** BEGIN Source document **

Sheldon Keefe has kept to a standard set of lines and special teams units over the last few days of practices, only making changes as players come off the injured list. And they have all suddenly appeared healthy and refreshed in an amazing feat of good timing. As of yesterday, the Leafs have no one on LTIR.

Maple Leafs Lines

All signs point to this being the lineup we’ll see tonight:

Zach Hyman - Auston Matthews - Mitch Marner
Nick Foligno - John Tavares - William Nylander
Ilya Mikheyev - Riley Nash - Alexander Kerfoot
Joe Thornton - Jason Spezza - Wayne Simmonds

Morgan Rielly - TJ Brodie
Jake Muzzin - Justin Holl
Rasmus Sandin - Zach Bogosian

Jack Campbell
Frederik Andersen

Jack Campbell will start his first ever NHL playoff game tonight. He has 12 AHL playoff games played with  the Texas Stars and the Ontario Reign, but this is his NHL debut. He had one run in the OHL for Windsor, but didn’t play the year he was with the Soo Greyhounds.

(Sorry, there’s music and commentary both, you might want to mute)

As mentioned off the top in that video, Campbell set a consecutive wins record that beat Carey Price. And much like the injured crew of Maple Leafs, Price is back for game one as well.

Canadiens Lines

Their most recent practice lines look like this:

Tomas  Tatar - Phillip Danault - Brendan Gallagher
Tyler Tofolli - Nick Suzuki - Joel Armia
Corey Perry - Eric Staal - Josh Anderson
Paul Byron - Jake Evans - Artturi Lehkonen

Joel Edmundson - Jeff Petry
Jon Merrill - Shea Weber
Brett Kulak - Ben Chiarot

Carey Price
Jake Allen

Some things to note: Jesperi Kotkaniemi and Cole Caufield have been relocated to the pressbox with the black aces, and Jonathan Drouin seems likely to remain unavailable.

** END Source document **
** BEGIN Data supplied **

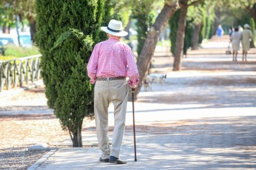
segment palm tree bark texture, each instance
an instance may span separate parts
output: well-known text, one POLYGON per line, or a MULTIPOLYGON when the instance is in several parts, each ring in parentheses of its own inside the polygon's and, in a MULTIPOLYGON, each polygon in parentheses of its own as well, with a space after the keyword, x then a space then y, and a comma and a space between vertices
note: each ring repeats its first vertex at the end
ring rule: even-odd
MULTIPOLYGON (((154 54, 160 33, 177 8, 178 3, 177 0, 165 1, 163 9, 150 28, 137 62, 140 75, 140 81, 137 88, 134 91, 135 100, 137 99, 137 95, 140 90, 142 79, 147 71, 149 62, 154 54)), ((129 100, 130 99, 130 97, 129 97, 129 100)))

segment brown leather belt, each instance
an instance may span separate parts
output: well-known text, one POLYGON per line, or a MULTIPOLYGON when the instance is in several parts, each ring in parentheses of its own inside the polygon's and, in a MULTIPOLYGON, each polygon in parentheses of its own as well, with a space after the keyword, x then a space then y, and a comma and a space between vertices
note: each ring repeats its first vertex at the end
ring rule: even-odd
POLYGON ((96 81, 111 81, 117 79, 124 79, 126 77, 116 77, 116 78, 97 78, 96 81))

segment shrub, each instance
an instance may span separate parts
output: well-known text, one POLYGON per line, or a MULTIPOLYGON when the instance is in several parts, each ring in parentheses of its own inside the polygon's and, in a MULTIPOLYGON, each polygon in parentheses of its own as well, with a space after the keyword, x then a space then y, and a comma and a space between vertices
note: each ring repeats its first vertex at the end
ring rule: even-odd
POLYGON ((105 2, 111 1, 36 1, 35 41, 48 105, 69 131, 73 147, 82 147, 82 119, 93 113, 86 63, 93 46, 106 38, 100 28, 109 21, 112 7, 105 2))

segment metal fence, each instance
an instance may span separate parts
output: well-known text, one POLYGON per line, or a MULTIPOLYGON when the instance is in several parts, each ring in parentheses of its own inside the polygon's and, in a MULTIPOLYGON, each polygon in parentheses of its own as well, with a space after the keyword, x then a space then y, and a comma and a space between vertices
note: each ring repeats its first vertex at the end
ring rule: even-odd
POLYGON ((7 61, 0 60, 0 92, 38 80, 41 57, 38 54, 7 61))

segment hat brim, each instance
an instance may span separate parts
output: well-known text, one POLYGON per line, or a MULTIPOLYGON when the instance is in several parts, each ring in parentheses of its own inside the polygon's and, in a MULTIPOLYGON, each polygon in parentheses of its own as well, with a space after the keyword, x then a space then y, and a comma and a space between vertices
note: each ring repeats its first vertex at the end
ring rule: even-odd
POLYGON ((113 32, 109 30, 108 30, 108 28, 106 26, 101 26, 100 28, 105 32, 111 34, 112 35, 117 36, 126 36, 128 34, 128 33, 125 31, 122 31, 121 32, 113 32))

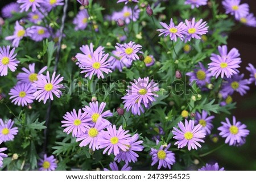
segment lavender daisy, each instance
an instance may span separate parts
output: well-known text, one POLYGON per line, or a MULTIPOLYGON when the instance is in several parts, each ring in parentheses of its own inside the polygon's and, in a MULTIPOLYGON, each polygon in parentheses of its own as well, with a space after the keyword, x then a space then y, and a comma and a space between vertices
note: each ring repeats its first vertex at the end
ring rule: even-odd
POLYGON ((13 127, 14 122, 9 120, 4 122, 0 118, 0 143, 12 141, 14 139, 14 136, 18 133, 18 128, 13 127))
POLYGON ((46 78, 44 75, 41 74, 38 76, 38 80, 34 81, 32 86, 36 87, 38 91, 34 93, 36 100, 38 101, 44 100, 44 104, 46 103, 46 101, 51 99, 53 100, 53 94, 59 98, 61 95, 61 91, 60 90, 63 87, 62 84, 59 84, 60 82, 63 80, 63 77, 60 77, 60 75, 58 75, 55 77, 56 72, 53 72, 52 79, 51 79, 49 71, 46 73, 46 78))
POLYGON ((129 131, 125 130, 121 126, 117 130, 115 125, 110 125, 106 128, 108 132, 105 132, 102 135, 102 138, 98 140, 100 149, 104 149, 103 154, 108 150, 108 155, 113 152, 116 156, 120 153, 120 150, 126 151, 129 149, 129 141, 131 139, 131 135, 127 134, 129 131))
POLYGON ((11 103, 14 103, 15 105, 24 107, 33 103, 35 99, 33 94, 36 91, 31 83, 18 84, 10 91, 9 95, 11 95, 10 99, 13 99, 11 103))
POLYGON ((8 68, 14 72, 19 61, 16 59, 17 54, 14 54, 15 48, 10 51, 10 45, 6 47, 0 46, 0 74, 1 77, 6 76, 8 74, 8 68))
POLYGON ((249 134, 249 130, 245 129, 246 125, 240 121, 236 121, 236 117, 233 116, 233 124, 230 123, 228 118, 226 118, 226 122, 221 122, 222 126, 218 128, 220 136, 226 138, 225 143, 229 143, 229 145, 236 145, 242 141, 249 134))
MULTIPOLYGON (((158 145, 159 141, 156 141, 156 145, 158 145)), ((155 163, 159 162, 158 170, 162 167, 164 168, 168 167, 171 170, 171 166, 174 165, 175 163, 175 156, 174 153, 171 151, 168 151, 171 143, 169 143, 167 146, 161 145, 159 149, 156 150, 154 148, 151 148, 151 151, 150 152, 150 155, 152 155, 151 166, 154 166, 155 163)))
POLYGON ((187 25, 187 36, 185 38, 185 42, 190 41, 192 38, 201 39, 201 36, 208 32, 209 27, 206 27, 207 23, 206 22, 203 22, 202 19, 197 22, 196 22, 195 18, 193 18, 191 22, 188 20, 185 21, 187 25))
POLYGON ((215 117, 213 116, 208 116, 207 112, 203 110, 202 114, 198 112, 196 113, 196 124, 200 124, 202 126, 201 130, 204 131, 206 134, 210 134, 210 131, 213 128, 213 125, 212 124, 212 120, 215 117))
POLYGON ((175 135, 174 138, 178 140, 174 143, 174 145, 177 144, 178 149, 183 148, 187 145, 188 150, 191 150, 191 148, 197 150, 197 146, 201 147, 199 142, 204 143, 204 141, 200 138, 205 138, 206 134, 205 132, 201 129, 201 125, 198 124, 195 126, 193 120, 189 120, 188 122, 187 120, 185 120, 185 125, 181 121, 177 125, 181 130, 174 127, 174 130, 172 131, 172 133, 175 135))
POLYGON ((47 157, 44 154, 44 158, 40 159, 38 165, 40 166, 40 171, 54 171, 57 168, 56 159, 53 155, 47 157))

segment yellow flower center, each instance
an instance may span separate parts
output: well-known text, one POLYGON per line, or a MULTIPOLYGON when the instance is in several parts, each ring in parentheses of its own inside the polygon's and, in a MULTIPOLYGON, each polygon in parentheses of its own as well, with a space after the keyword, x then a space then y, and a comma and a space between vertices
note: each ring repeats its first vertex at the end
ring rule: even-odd
POLYGON ((117 144, 117 143, 118 143, 118 141, 119 141, 119 139, 117 137, 113 137, 110 138, 110 142, 113 145, 117 144))
POLYGON ((51 83, 47 83, 45 86, 44 86, 44 90, 47 91, 50 91, 52 90, 52 88, 53 88, 53 85, 51 83))
POLYGON ((232 125, 230 126, 230 128, 229 128, 229 132, 230 132, 231 134, 237 134, 237 133, 238 133, 238 128, 236 126, 232 125))
POLYGON ((98 132, 95 128, 92 128, 89 130, 88 135, 90 137, 96 137, 98 134, 98 132))
POLYGON ((26 92, 24 91, 19 92, 19 96, 20 98, 24 98, 26 96, 26 92))
POLYGON ((100 115, 98 113, 94 113, 92 115, 92 120, 93 122, 96 122, 98 120, 98 118, 100 117, 100 115))
POLYGON ((232 88, 234 90, 238 88, 239 83, 237 82, 233 82, 232 83, 231 83, 231 87, 232 87, 232 88))
POLYGON ((10 62, 10 59, 9 57, 4 57, 2 58, 2 64, 3 65, 6 65, 7 64, 8 64, 10 62))
POLYGON ((177 33, 177 29, 176 28, 171 28, 170 29, 169 29, 169 31, 170 31, 171 33, 177 33))
POLYGON ((203 70, 198 71, 197 72, 196 72, 196 77, 200 81, 205 79, 206 77, 205 72, 203 70))
POLYGON ((98 62, 96 62, 93 64, 92 67, 96 70, 99 69, 101 67, 101 64, 98 62))
POLYGON ((2 130, 2 133, 3 135, 5 135, 5 136, 6 136, 6 135, 9 134, 9 132, 10 132, 10 130, 9 130, 9 129, 8 128, 5 128, 4 129, 3 129, 2 130))
POLYGON ((184 134, 184 137, 185 139, 191 140, 193 138, 193 133, 190 132, 187 132, 184 134))
POLYGON ((195 28, 188 28, 188 32, 189 34, 195 33, 195 32, 196 32, 196 29, 195 28))
POLYGON ((228 67, 228 64, 226 62, 222 62, 220 64, 220 66, 221 68, 225 68, 228 67))
POLYGON ((82 121, 81 121, 80 120, 76 119, 76 120, 74 120, 74 123, 73 124, 74 124, 75 126, 79 126, 81 124, 81 122, 82 122, 82 121))
POLYGON ((127 54, 130 55, 133 53, 133 49, 131 48, 128 48, 125 49, 125 52, 127 54))
POLYGON ((200 120, 199 124, 204 127, 205 127, 206 126, 206 121, 205 120, 203 120, 203 119, 200 120))
POLYGON ((158 157, 159 159, 164 159, 166 158, 166 153, 163 150, 158 151, 158 157))
POLYGON ((30 80, 30 82, 32 83, 35 81, 37 81, 38 80, 38 74, 36 73, 31 73, 28 76, 28 79, 30 80))

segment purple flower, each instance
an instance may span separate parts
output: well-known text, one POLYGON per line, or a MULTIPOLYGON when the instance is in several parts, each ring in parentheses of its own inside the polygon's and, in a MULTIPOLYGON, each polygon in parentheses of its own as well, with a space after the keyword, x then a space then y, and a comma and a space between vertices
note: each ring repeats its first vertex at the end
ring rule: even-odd
POLYGON ((13 128, 14 124, 14 122, 11 120, 3 122, 3 121, 0 118, 0 143, 2 142, 5 142, 14 139, 14 136, 18 133, 18 128, 13 128))
POLYGON ((174 130, 172 131, 172 133, 175 135, 174 138, 178 140, 174 143, 174 145, 177 144, 178 149, 183 148, 187 145, 188 150, 191 150, 191 148, 197 150, 197 146, 201 147, 199 142, 204 143, 204 141, 200 138, 205 138, 206 134, 205 132, 201 130, 202 125, 198 124, 195 126, 193 120, 189 120, 188 122, 187 120, 185 120, 185 125, 181 121, 177 125, 181 131, 174 127, 174 130))
POLYGON ((20 11, 28 11, 32 7, 32 11, 35 11, 38 7, 40 7, 40 4, 43 3, 43 0, 18 0, 17 2, 20 4, 20 11))
POLYGON ((10 91, 9 95, 11 95, 10 99, 13 99, 11 103, 14 103, 15 105, 24 107, 33 103, 35 99, 33 94, 36 91, 31 83, 18 84, 10 91))
POLYGON ((80 136, 85 133, 92 125, 92 124, 86 119, 86 113, 82 113, 81 109, 79 110, 78 113, 76 113, 75 109, 70 113, 67 112, 63 116, 65 120, 61 121, 61 123, 64 124, 61 127, 67 127, 63 132, 68 134, 72 132, 73 137, 80 136))
POLYGON ((246 70, 249 71, 251 73, 250 75, 251 78, 249 78, 249 81, 251 83, 254 82, 254 84, 256 85, 256 69, 250 63, 249 63, 248 65, 249 66, 246 67, 246 70))
POLYGON ((207 0, 186 0, 185 5, 191 5, 191 9, 207 5, 207 0))
POLYGON ((235 16, 236 19, 245 17, 249 13, 249 6, 247 4, 240 5, 240 0, 224 0, 222 5, 226 10, 226 13, 235 16))
POLYGON ((131 135, 127 134, 129 131, 123 129, 122 126, 117 130, 115 125, 113 126, 110 125, 106 129, 108 132, 105 132, 98 140, 100 149, 105 148, 103 154, 108 150, 108 155, 110 155, 113 151, 116 156, 120 153, 120 150, 126 151, 129 149, 128 146, 131 135))
POLYGON ((40 166, 40 171, 54 171, 57 168, 54 156, 47 157, 46 154, 44 154, 43 159, 40 159, 38 165, 40 166))
POLYGON ((86 9, 80 10, 73 20, 75 30, 85 29, 88 24, 89 14, 86 9))
POLYGON ((112 113, 111 113, 109 110, 103 112, 106 107, 106 103, 102 102, 100 105, 100 107, 97 101, 95 103, 90 103, 89 104, 90 107, 85 105, 85 108, 82 108, 82 110, 84 110, 85 113, 88 113, 86 120, 92 122, 92 124, 93 124, 93 126, 97 126, 102 123, 106 123, 108 125, 111 124, 109 121, 104 118, 104 117, 106 117, 113 116, 112 113))
POLYGON ((210 134, 210 131, 213 128, 212 124, 212 120, 215 117, 213 116, 208 116, 207 112, 204 110, 202 111, 202 115, 198 112, 196 113, 195 122, 202 126, 201 130, 204 131, 206 134, 210 134))
POLYGON ((32 86, 36 87, 38 91, 34 93, 36 100, 38 101, 44 100, 44 104, 46 103, 46 101, 51 99, 53 100, 53 94, 57 98, 60 98, 62 93, 59 90, 63 87, 62 84, 59 84, 60 82, 63 80, 63 77, 60 77, 59 74, 55 78, 56 72, 54 71, 52 74, 52 79, 49 76, 49 71, 46 73, 46 78, 44 75, 41 74, 38 76, 38 80, 34 81, 32 86))
POLYGON ((230 124, 228 118, 226 117, 226 122, 221 122, 222 126, 218 128, 218 130, 221 131, 220 136, 222 138, 226 138, 225 143, 229 143, 229 145, 236 145, 243 141, 250 131, 246 129, 246 125, 240 121, 236 121, 236 117, 233 116, 233 124, 230 124))
POLYGON ((14 13, 19 12, 19 5, 16 2, 11 2, 2 9, 2 15, 3 18, 13 17, 14 13))
POLYGON ((236 74, 230 78, 227 78, 226 82, 224 82, 222 85, 221 92, 230 95, 232 95, 234 91, 239 92, 241 95, 246 94, 246 90, 250 90, 250 87, 247 84, 249 84, 250 82, 247 79, 242 79, 244 75, 244 74, 236 74))
POLYGON ((185 38, 185 42, 190 41, 191 38, 201 39, 201 36, 208 32, 209 27, 206 27, 207 23, 206 22, 202 23, 203 19, 197 22, 195 22, 195 18, 193 18, 191 22, 188 20, 185 21, 187 25, 185 31, 187 36, 185 38))
POLYGON ((216 162, 214 165, 206 164, 205 166, 203 166, 199 171, 224 171, 224 168, 219 168, 218 164, 216 162))
MULTIPOLYGON (((158 145, 159 141, 156 141, 156 145, 158 145)), ((168 168, 171 170, 171 165, 174 165, 175 163, 175 156, 174 153, 171 151, 168 151, 171 143, 169 143, 167 146, 161 145, 159 149, 156 150, 154 148, 151 148, 151 151, 150 152, 150 155, 152 155, 151 166, 154 166, 155 163, 159 162, 158 170, 160 170, 162 167, 164 168, 168 168)))
POLYGON ((198 64, 194 72, 187 73, 186 75, 189 76, 189 84, 192 85, 193 81, 196 81, 196 84, 202 87, 210 83, 212 74, 201 62, 198 64))
POLYGON ((120 150, 120 153, 117 155, 114 160, 117 160, 118 163, 120 161, 125 161, 126 163, 128 163, 133 161, 135 162, 138 160, 137 158, 139 157, 135 151, 141 151, 143 150, 143 146, 141 144, 143 143, 143 141, 140 140, 137 141, 139 139, 139 135, 138 134, 134 134, 129 142, 130 144, 128 145, 129 149, 125 151, 120 150))
POLYGON ((174 41, 177 41, 177 37, 183 40, 184 35, 185 34, 187 27, 183 22, 180 22, 178 26, 175 26, 175 24, 172 22, 172 18, 171 18, 170 24, 168 26, 166 23, 160 22, 165 29, 158 29, 157 31, 161 32, 159 36, 164 35, 165 37, 170 36, 170 39, 174 41))
MULTIPOLYGON (((112 171, 119 171, 118 167, 117 166, 117 163, 115 162, 111 162, 110 164, 109 164, 109 167, 110 167, 110 169, 112 171)), ((104 168, 104 171, 109 171, 107 168, 104 168)), ((121 168, 121 171, 131 171, 131 167, 130 166, 128 166, 128 164, 125 164, 123 167, 121 168)))
POLYGON ((14 27, 14 32, 13 35, 7 36, 5 40, 13 40, 13 46, 18 47, 19 44, 19 41, 24 36, 28 36, 28 33, 23 27, 21 26, 18 21, 16 21, 15 26, 14 27))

** END Data supplied **

Goals →
A. From the lineup preview, list every team other than the Maple Leafs that Jack Campbell is said to have been with.
B. Rewrite the part of the lineup preview that begins at the words "Tomas  Tatar - Phillip" and stops after "to remain unavailable.", replacing "pressbox" with "press box".
None of this work depends on the rows.

Worked solutions →
A. Texas Stars, Ontario Reign, Windsor, Soo Greyhounds

B.
Tomas  Tatar - Phillip Danault - Brendan Gallagher
Tyler Tofolli - Nick Suzuki - Joel Armia
Corey Perry - Eric Staal - Josh Anderson
Paul Byron - Jake Evans - Artturi Lehkonen

Joel Edmundson - Jeff Petry
Jon Merrill - Shea Weber
Brett Kulak - Ben Chiarot

Carey Price
Jake Allen

Some things to note: Jesperi Kotkaniemi and Cole Caufield have been relocated to the press box with the black aces, and Jonathan Drouin seems likely to remain unavailable.